KUTIPAN PILIHAN
Rabu, 31 Oktober 2018

(Do'a of the Day) 21 Safar 1440H


Bismillah irRahman irRaheem

In the Name of Allah, The Most Gracious, The Most Kind

Zawwadakal lahaut taqwaa, wa ghafara dzanbaka, wa yassara lakal khaira haitsumaa kunta.

Semoga Allah membekalimu dengan taqwa, semoga Dia mengampuni dosamu, dan semoga Dia memudahkan kebaikan kepadamu di mana saja kamu berada.

Dari Kitab Al-Adzkar - Imam An-Nawawi, Bagian 11, Bab 4.

LATIHAN
1. Menurut teks doa harian di atas, apa saja yang dimohonkan kepada Allah?
2. Lanjutkan teks doa harian di atas, dimulai sesudah baris terakhirnya.

BARIS DATA
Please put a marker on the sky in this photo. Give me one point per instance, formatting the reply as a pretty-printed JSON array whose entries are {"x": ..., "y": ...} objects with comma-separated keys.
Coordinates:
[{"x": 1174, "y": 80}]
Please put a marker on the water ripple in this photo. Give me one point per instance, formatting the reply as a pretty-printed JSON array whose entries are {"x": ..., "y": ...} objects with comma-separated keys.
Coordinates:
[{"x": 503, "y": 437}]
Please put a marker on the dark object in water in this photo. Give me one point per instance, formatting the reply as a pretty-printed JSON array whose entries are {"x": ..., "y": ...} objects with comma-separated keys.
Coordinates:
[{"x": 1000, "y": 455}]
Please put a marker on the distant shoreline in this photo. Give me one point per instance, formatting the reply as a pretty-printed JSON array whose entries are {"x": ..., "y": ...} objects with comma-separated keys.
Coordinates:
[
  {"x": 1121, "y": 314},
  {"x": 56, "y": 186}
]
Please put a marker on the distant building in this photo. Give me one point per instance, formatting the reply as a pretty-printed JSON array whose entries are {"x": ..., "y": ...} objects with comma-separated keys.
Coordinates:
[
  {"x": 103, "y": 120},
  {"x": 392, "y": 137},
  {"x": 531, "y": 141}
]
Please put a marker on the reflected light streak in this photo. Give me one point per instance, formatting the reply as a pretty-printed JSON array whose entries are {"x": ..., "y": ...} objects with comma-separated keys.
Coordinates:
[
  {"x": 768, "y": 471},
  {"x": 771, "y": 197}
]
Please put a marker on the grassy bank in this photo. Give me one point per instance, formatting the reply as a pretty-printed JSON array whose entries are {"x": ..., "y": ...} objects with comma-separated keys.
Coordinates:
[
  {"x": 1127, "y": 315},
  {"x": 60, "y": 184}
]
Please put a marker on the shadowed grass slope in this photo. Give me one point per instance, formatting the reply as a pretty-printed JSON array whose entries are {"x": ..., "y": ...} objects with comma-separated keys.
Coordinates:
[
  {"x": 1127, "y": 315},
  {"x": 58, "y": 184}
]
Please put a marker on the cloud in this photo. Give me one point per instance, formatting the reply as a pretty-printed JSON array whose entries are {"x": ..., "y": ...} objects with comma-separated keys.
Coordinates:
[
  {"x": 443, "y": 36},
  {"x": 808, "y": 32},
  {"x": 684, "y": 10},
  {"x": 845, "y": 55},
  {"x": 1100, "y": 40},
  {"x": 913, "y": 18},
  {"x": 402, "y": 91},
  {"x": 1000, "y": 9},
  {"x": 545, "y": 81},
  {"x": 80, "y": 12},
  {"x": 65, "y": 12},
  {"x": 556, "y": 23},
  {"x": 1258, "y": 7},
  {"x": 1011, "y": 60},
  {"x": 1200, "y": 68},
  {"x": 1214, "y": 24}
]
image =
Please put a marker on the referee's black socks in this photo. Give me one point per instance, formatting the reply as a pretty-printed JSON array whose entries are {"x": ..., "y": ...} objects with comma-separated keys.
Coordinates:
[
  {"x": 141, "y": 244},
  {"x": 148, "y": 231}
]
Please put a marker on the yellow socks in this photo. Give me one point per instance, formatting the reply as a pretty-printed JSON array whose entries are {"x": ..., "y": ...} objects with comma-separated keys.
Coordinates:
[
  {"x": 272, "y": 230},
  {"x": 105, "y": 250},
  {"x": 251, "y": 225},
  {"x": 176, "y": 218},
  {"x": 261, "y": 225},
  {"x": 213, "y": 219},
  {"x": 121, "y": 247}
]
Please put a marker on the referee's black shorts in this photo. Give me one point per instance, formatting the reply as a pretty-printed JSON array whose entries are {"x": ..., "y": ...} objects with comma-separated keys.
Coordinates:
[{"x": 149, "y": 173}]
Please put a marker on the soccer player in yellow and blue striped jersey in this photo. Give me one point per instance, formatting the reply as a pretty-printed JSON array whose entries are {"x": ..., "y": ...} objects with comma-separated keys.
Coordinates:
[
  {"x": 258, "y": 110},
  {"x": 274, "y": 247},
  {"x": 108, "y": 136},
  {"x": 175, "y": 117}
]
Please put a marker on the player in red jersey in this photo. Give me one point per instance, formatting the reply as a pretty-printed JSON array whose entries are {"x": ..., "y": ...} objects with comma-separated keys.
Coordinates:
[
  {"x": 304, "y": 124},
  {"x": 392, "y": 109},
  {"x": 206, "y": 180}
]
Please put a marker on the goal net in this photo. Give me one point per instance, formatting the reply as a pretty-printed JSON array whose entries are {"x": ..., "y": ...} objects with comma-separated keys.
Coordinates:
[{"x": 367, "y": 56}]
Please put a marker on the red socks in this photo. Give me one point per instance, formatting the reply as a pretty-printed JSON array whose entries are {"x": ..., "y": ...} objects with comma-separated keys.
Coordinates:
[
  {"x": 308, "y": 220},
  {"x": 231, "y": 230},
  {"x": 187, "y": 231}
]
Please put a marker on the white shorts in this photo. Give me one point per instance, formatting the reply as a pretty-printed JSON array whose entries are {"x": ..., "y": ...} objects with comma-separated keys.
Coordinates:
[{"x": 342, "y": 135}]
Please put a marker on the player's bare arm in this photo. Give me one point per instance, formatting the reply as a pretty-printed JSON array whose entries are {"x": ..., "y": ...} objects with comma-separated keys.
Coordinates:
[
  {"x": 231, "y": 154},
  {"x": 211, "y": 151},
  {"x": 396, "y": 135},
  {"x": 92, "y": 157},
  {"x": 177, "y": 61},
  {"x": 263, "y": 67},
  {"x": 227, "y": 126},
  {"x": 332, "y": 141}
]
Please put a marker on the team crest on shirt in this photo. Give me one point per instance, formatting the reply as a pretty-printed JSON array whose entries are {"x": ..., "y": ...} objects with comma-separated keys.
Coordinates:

HASIL LATIHAN
1. Agar dibekali dengan taqwa, diampuni dosanya, dan dimudahkan kebaikan di mana saja ia berada.

2.
Lembaga Survey


(Buku of the Day) Al-Muna, Kitab Terjemah Pegon Nadzam Asmaul Husna Karya Gus Mus


Seri Bedah Kitab Pegon Bagian 1
Al-Muna, Kitab Terjemah Pegon Nadzam Asmaul Husna Karya Gus Mus


Kitab berjudul Al-Muna fi Tarjamah Nadzm al-Asma’ al-Husna karya KH Ahmad Mustofa Bisri, Rembang, ini merupakan kitab terjemah Jawa Pegon atas nadzam Asmaul Husna, yang terkenal dengan sebutan Nailul Muna. Nadzam Nailul Muna, yang dijadikan obyek terjemah dan syarah di dalam kitab Al-Muna, merupakan salah satu wirid (bacaan dzikir yang dilanggengkan) yang disukai oleh KH Ali Ma’shum Krapyak Yogyakarta wallahu yarham. Dahulu, KH Ahmad Mustofa Bisri pernah mendapatkan ijazah wirid Nailul Muna tersebut langsung dari KH Ali Ma’shum, sebagaimana yang diceritakan dalam mukadimah kitab Al-Muna.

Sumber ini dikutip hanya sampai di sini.